_COSA FARE_. Trascrivi alla lettera il passo del testo sulla giurisdizione della Corte penale internazionale che parte da "Sennonché, proprio l’Ucraina, avvalendosi" e arriva fino a "su quel territorio.".

_TESTO ESTRATTO_.
══════════

Venendo subito al nocciolo del discorso: Ucraina e Russia non sono parti del Trattato di Roma. Ecco un primo ferale colpo al cuore degli ottimisti dei processi penali internazionali, quei nostalgici che richiamano a gran voce l’esperienza di Norimberga (ma la storia non ci ha davvero insegnato nulla?). Non figurando tra le parti della citata convenzione, potremmo facilmente (ma erroneamente) escludere che la C.P.I. possa esplicare una qualche forma di giurisdizione sul caso concreto.

Sennonché, proprio l’Ucraina, avvalendosi di un peculiare meccanismo previsto dall’art. 12, comma 2, dello Statuto (“Nell’ipotesi preveduta dall’articolo 13, lettere a) o c) la Corte può esercitare il proprio potere giurisdizionale se uno dei seguenti Stati, o entrambi, sono Parti del presente Statuto o hanno accettato la competenza della Corte in conformità delle disposizioni del paragrafo 3), ancora nel 2014, a seguito del rovesciamento della leadership del presidente da più parti definito “fantoccio” Victor Yanukovich, cui faceva seguito l’occupazione russa (tuttora in essere) della Crimea, accettava formalmente la competenza della C.P.I. per i vari crimini attribuiti alle forze russe proprio su quel territorio.

══════════

Voci del dataset:
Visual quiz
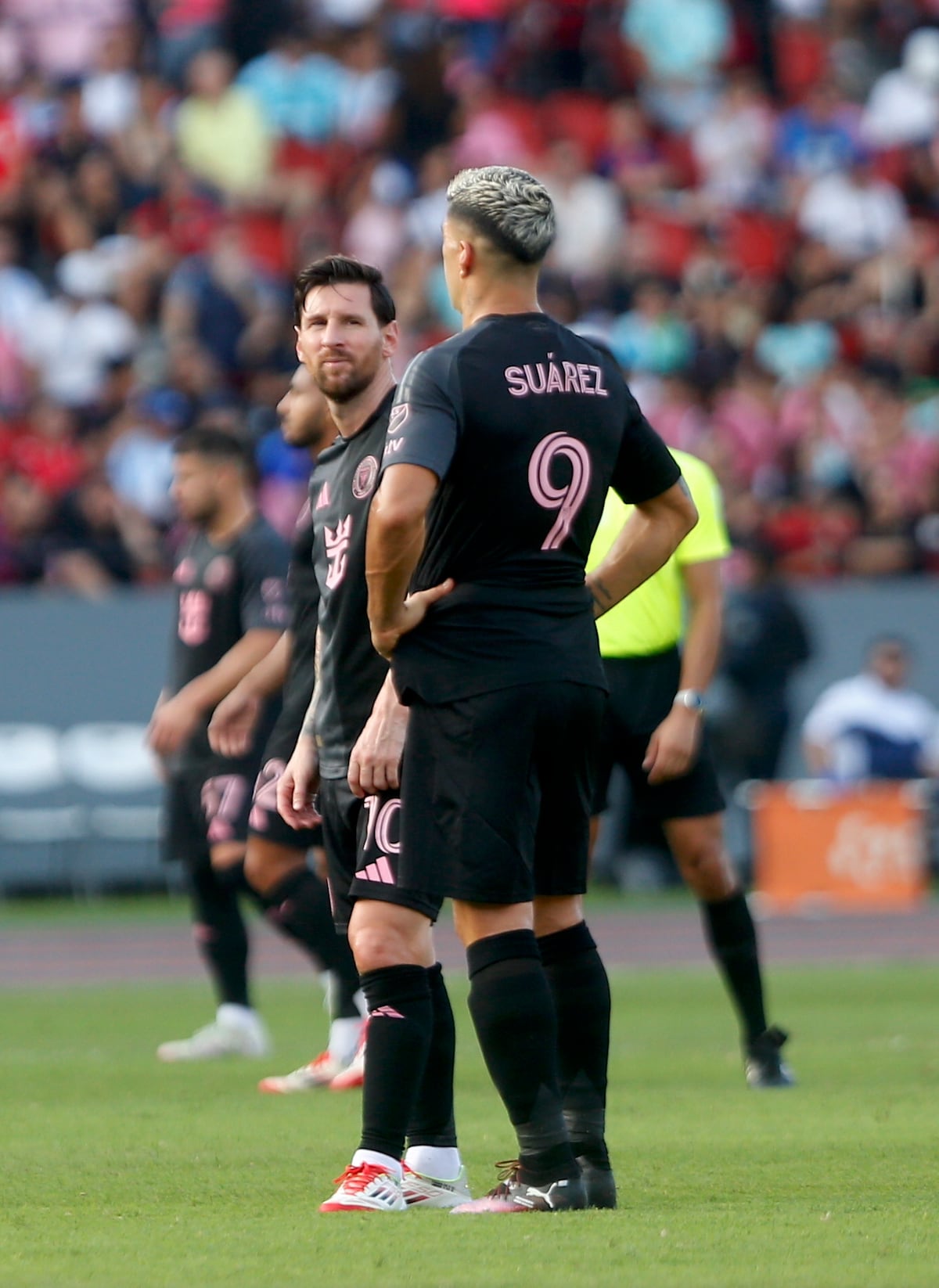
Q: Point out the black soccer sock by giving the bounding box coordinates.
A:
[466,930,580,1185]
[189,863,251,1006]
[259,867,359,1020]
[538,921,610,1167]
[407,962,456,1149]
[702,890,766,1042]
[359,966,434,1158]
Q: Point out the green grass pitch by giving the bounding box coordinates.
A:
[0,965,939,1288]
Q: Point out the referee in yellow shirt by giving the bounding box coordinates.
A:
[588,449,793,1087]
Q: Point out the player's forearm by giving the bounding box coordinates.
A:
[586,483,698,617]
[678,595,724,693]
[365,500,424,635]
[239,631,293,698]
[180,630,281,711]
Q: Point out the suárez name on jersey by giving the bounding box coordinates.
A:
[505,353,608,398]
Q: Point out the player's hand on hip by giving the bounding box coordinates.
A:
[349,685,407,796]
[147,692,201,756]
[642,707,700,787]
[209,688,261,756]
[277,734,319,829]
[372,577,456,658]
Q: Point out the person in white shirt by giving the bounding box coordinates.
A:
[803,635,939,782]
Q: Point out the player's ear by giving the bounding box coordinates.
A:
[381,322,401,358]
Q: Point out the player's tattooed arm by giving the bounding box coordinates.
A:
[586,478,698,617]
[365,464,453,658]
[300,628,323,738]
[588,577,616,617]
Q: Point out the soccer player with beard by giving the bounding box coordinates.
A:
[209,365,363,1095]
[277,255,469,1211]
[148,427,290,1061]
[365,166,697,1214]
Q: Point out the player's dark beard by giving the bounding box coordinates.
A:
[315,351,381,403]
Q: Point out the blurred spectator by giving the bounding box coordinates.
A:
[690,71,774,210]
[610,277,692,375]
[339,26,399,148]
[4,0,133,80]
[803,635,939,782]
[162,224,285,376]
[107,389,189,526]
[175,49,273,197]
[799,148,908,264]
[538,139,624,277]
[236,27,347,143]
[81,26,139,138]
[151,0,228,89]
[622,0,733,131]
[9,398,85,496]
[46,475,160,595]
[861,27,939,148]
[23,250,136,407]
[0,471,52,586]
[0,0,939,589]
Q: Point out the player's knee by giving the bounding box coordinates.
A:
[675,831,737,901]
[349,903,434,973]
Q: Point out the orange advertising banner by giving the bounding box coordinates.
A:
[750,780,929,912]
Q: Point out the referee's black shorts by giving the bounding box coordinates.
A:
[318,778,443,930]
[594,648,724,822]
[401,682,606,904]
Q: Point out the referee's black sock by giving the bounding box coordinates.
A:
[257,865,359,1020]
[466,930,580,1185]
[702,890,766,1042]
[538,921,610,1168]
[189,863,251,1006]
[407,962,456,1149]
[359,966,434,1158]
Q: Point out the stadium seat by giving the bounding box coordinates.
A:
[59,722,170,895]
[0,724,79,893]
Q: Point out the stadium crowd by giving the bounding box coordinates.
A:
[0,0,939,592]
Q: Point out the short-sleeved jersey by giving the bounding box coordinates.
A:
[588,448,730,657]
[283,501,319,726]
[384,313,680,702]
[166,515,290,760]
[311,391,394,778]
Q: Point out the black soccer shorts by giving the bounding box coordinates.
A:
[401,682,606,904]
[594,649,725,823]
[162,756,257,868]
[249,708,323,853]
[318,778,443,930]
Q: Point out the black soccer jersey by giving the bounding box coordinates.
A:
[166,516,290,760]
[383,313,680,702]
[311,393,394,778]
[283,501,319,728]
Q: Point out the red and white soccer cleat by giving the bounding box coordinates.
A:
[329,1020,369,1091]
[319,1163,407,1212]
[257,1051,347,1096]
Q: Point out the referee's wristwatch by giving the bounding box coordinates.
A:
[671,689,704,715]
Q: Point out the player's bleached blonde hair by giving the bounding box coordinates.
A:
[447,165,555,264]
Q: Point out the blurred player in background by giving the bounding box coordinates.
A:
[209,367,363,1095]
[277,255,469,1211]
[148,427,290,1061]
[588,451,792,1087]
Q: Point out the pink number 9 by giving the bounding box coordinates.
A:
[528,433,590,550]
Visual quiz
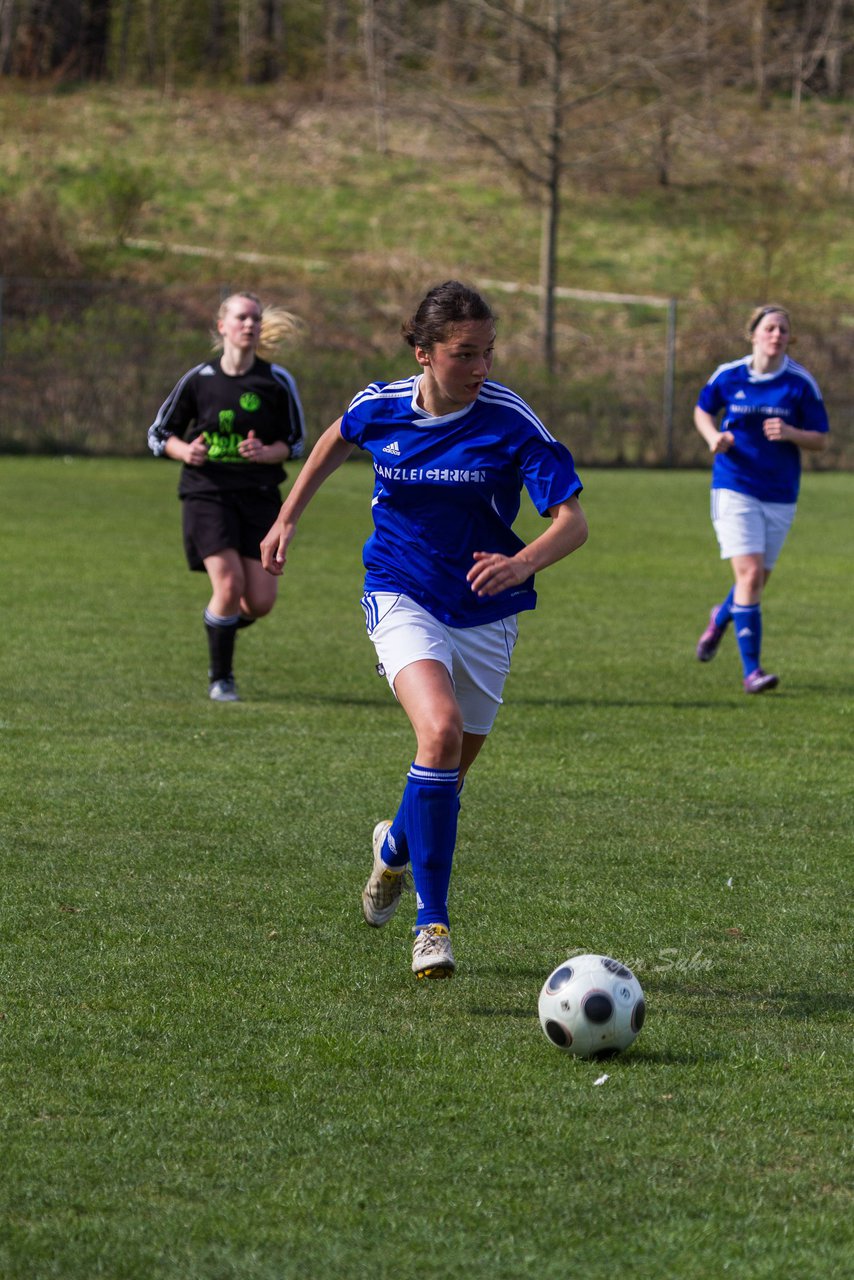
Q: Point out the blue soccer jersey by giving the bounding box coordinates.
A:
[697,356,827,502]
[341,374,581,627]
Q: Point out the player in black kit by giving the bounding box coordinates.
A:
[149,293,305,703]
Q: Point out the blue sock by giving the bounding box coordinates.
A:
[380,808,410,867]
[714,586,735,627]
[380,778,466,867]
[732,604,762,676]
[401,764,460,928]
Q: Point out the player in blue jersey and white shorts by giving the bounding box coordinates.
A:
[261,280,588,978]
[694,303,828,694]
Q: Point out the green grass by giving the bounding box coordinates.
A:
[0,458,854,1280]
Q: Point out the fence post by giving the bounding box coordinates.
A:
[665,298,676,467]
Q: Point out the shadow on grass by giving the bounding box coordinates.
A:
[644,982,854,1020]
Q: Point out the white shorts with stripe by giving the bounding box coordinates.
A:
[712,489,796,568]
[361,591,519,733]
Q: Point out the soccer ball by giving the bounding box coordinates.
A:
[538,956,647,1057]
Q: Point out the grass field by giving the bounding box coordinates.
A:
[0,458,854,1280]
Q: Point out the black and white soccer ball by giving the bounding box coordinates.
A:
[538,956,647,1057]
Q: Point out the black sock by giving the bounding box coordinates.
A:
[205,609,239,684]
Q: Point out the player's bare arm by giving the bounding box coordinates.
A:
[466,498,588,595]
[694,404,735,453]
[261,419,353,576]
[762,417,827,453]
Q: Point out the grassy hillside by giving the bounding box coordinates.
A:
[0,87,854,302]
[0,84,854,466]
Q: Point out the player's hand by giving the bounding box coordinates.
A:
[466,552,533,595]
[762,417,790,442]
[184,435,207,467]
[237,431,266,462]
[709,431,735,453]
[261,520,296,577]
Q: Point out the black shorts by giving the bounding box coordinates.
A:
[182,486,282,571]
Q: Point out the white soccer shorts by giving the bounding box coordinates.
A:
[712,489,796,570]
[361,591,519,733]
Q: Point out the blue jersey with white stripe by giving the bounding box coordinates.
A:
[697,356,828,502]
[341,375,581,627]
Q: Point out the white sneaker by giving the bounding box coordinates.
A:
[412,924,457,978]
[362,822,408,929]
[207,676,241,703]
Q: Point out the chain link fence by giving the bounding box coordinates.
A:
[0,276,854,470]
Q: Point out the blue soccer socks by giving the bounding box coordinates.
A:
[402,764,460,928]
[714,586,735,631]
[732,604,762,676]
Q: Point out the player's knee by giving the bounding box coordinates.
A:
[417,716,462,769]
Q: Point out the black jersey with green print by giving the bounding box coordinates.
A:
[149,357,306,498]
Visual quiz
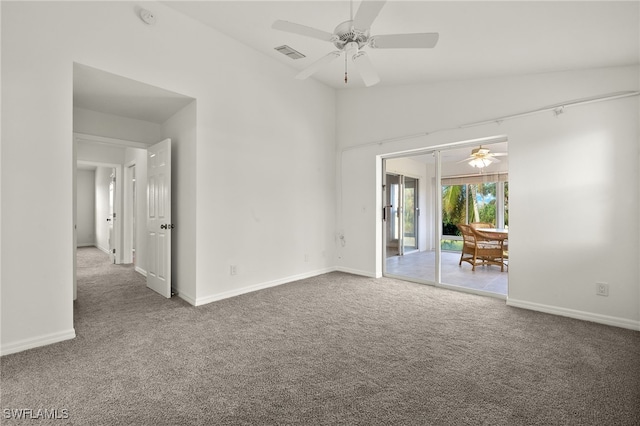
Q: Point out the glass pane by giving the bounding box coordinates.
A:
[439,144,508,294]
[384,154,437,283]
[403,176,418,253]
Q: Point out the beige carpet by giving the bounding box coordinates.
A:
[1,249,640,425]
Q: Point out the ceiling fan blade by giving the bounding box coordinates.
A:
[353,52,380,87]
[353,0,386,31]
[370,33,440,49]
[296,50,340,80]
[271,20,333,41]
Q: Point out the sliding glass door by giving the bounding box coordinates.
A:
[383,142,509,295]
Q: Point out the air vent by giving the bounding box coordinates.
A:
[275,44,306,59]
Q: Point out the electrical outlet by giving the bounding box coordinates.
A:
[596,283,609,296]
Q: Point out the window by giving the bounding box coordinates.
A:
[441,174,509,250]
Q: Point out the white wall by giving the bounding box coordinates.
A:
[162,101,196,304]
[95,167,113,253]
[1,2,336,353]
[76,170,96,247]
[337,67,640,329]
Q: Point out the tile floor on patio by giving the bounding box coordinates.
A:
[386,251,509,296]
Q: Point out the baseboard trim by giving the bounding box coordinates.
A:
[194,268,336,306]
[95,246,111,254]
[0,328,76,356]
[334,266,380,278]
[507,298,640,331]
[176,291,196,306]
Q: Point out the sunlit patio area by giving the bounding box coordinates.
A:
[386,251,509,296]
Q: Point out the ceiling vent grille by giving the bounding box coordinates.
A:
[275,44,306,59]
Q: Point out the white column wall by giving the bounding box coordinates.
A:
[76,170,96,247]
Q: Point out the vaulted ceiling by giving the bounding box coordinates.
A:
[164,0,640,89]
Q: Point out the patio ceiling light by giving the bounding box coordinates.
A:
[469,157,493,169]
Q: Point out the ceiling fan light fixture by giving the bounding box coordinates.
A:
[469,157,493,169]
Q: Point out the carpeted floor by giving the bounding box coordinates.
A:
[1,249,640,425]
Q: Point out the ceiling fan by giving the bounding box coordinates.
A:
[271,0,439,87]
[459,146,507,169]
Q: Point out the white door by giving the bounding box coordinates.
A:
[147,139,173,297]
[107,169,116,263]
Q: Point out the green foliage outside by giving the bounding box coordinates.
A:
[442,182,509,236]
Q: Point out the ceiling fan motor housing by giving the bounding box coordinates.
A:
[333,21,369,50]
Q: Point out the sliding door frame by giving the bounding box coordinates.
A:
[376,135,508,297]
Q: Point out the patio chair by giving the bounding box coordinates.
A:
[457,223,505,272]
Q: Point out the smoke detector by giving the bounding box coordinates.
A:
[140,9,156,25]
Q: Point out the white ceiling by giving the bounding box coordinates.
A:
[73,64,193,124]
[73,0,640,123]
[164,0,640,89]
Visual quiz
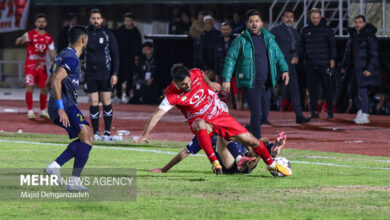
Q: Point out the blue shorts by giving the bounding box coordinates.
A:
[49,105,89,139]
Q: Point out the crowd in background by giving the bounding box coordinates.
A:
[57,7,390,120]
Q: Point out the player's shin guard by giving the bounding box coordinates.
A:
[103,105,113,131]
[196,129,217,163]
[56,139,80,166]
[89,106,100,134]
[72,142,92,177]
[253,140,274,165]
[26,92,32,110]
[39,94,47,110]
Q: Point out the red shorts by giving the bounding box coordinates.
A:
[190,112,249,141]
[230,77,242,95]
[24,63,48,88]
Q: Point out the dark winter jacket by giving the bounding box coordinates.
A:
[298,18,337,65]
[198,28,221,70]
[85,26,119,78]
[342,24,379,87]
[214,35,234,77]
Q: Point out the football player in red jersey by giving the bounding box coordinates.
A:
[135,64,291,176]
[15,14,55,119]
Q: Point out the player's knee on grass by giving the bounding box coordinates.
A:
[79,125,93,146]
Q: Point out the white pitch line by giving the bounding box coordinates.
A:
[0,139,390,170]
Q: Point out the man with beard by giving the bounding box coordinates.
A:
[15,13,55,120]
[84,9,119,139]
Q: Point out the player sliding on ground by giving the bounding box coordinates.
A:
[45,26,93,191]
[136,64,291,176]
[150,132,286,174]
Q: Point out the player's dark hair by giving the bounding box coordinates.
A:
[34,13,47,23]
[171,63,190,82]
[89,8,103,17]
[123,12,134,20]
[353,15,366,23]
[142,41,154,48]
[246,9,263,21]
[283,8,295,16]
[68,25,87,44]
[67,12,77,21]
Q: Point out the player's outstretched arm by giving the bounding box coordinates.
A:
[51,67,70,127]
[134,108,167,143]
[150,148,190,173]
[202,71,221,92]
[15,34,26,45]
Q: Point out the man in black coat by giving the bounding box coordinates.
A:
[271,10,310,124]
[298,8,336,118]
[341,15,379,124]
[214,22,243,110]
[115,12,142,103]
[56,12,78,54]
[84,9,119,139]
[197,15,221,78]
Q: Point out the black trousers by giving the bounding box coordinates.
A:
[116,60,134,98]
[282,64,303,118]
[242,85,272,139]
[305,65,333,115]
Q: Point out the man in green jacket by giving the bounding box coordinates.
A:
[222,9,289,139]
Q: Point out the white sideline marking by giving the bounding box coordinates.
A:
[0,139,390,170]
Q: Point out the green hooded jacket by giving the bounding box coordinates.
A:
[222,28,288,88]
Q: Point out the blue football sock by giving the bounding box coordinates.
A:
[72,142,92,176]
[227,142,246,158]
[56,139,80,166]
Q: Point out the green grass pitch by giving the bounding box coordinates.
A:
[0,133,390,219]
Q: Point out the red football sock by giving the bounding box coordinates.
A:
[39,94,47,110]
[196,129,217,163]
[26,92,32,110]
[253,140,274,165]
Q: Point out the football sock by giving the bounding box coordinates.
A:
[227,142,244,158]
[253,140,274,165]
[55,139,80,166]
[72,142,92,176]
[196,129,217,163]
[103,105,113,131]
[89,106,100,134]
[39,94,47,110]
[26,92,32,110]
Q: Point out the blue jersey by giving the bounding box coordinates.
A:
[49,47,81,107]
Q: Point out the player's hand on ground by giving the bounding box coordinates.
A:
[134,136,149,143]
[282,72,290,86]
[150,168,165,173]
[58,109,70,127]
[222,82,230,93]
[110,75,118,86]
[210,82,221,92]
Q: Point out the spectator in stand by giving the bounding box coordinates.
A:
[189,11,206,39]
[197,15,221,79]
[298,8,337,118]
[232,11,245,34]
[271,10,310,124]
[169,7,180,34]
[341,15,379,124]
[113,12,142,103]
[176,11,192,34]
[130,42,158,104]
[57,12,78,54]
[214,22,242,110]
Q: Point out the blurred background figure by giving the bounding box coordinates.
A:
[57,12,78,53]
[113,12,142,103]
[341,15,384,124]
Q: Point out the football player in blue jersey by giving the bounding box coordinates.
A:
[45,26,93,191]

══════════

_SOLUZIONE_.
Sennonché, proprio l’Ucraina, avvalendosi di un peculiare meccanismo previsto dall’art. 12, comma 2, dello Statuto (“Nell’ipotesi preveduta dall’articolo 13, lettere a) o c) la Corte può esercitare il proprio potere giurisdizionale se uno dei seguenti Stati, o entrambi, sono Parti del presente Statuto o hanno accettato la competenza della Corte in conformità delle disposizioni del paragrafo 3), ancora nel 2014, a seguito del rovesciamento della leadership del presidente da più parti definito “fantoccio” Victor Yanukovich, cui faceva seguito l’occupazione russa (tuttora in essere) della Crimea, accettava formalmente la competenza della C.P.I. per i vari crimini attribuiti alle forze russe proprio su quel territorio.